> Point localization data
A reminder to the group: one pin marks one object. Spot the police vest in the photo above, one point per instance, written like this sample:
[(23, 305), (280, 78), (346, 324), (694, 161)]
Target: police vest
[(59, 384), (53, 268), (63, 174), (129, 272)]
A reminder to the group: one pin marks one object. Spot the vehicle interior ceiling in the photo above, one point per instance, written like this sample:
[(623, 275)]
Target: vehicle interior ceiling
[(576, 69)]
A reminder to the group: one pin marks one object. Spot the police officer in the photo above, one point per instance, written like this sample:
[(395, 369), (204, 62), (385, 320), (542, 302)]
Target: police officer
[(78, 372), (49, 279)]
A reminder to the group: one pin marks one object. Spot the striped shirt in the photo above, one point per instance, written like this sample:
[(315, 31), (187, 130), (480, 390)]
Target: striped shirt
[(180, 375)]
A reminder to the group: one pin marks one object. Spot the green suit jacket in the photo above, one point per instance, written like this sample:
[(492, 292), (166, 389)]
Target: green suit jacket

> WHAT THE TASK ASKS
Return, from the data above, each line in which the string "suit" appears.

> SOLUTION FOR THIS EXERCISE
A reminder to the group: one pin marks one object. Spot the green suit jacket in the photo above, one point per instance, written like this sample:
Target: green suit jacket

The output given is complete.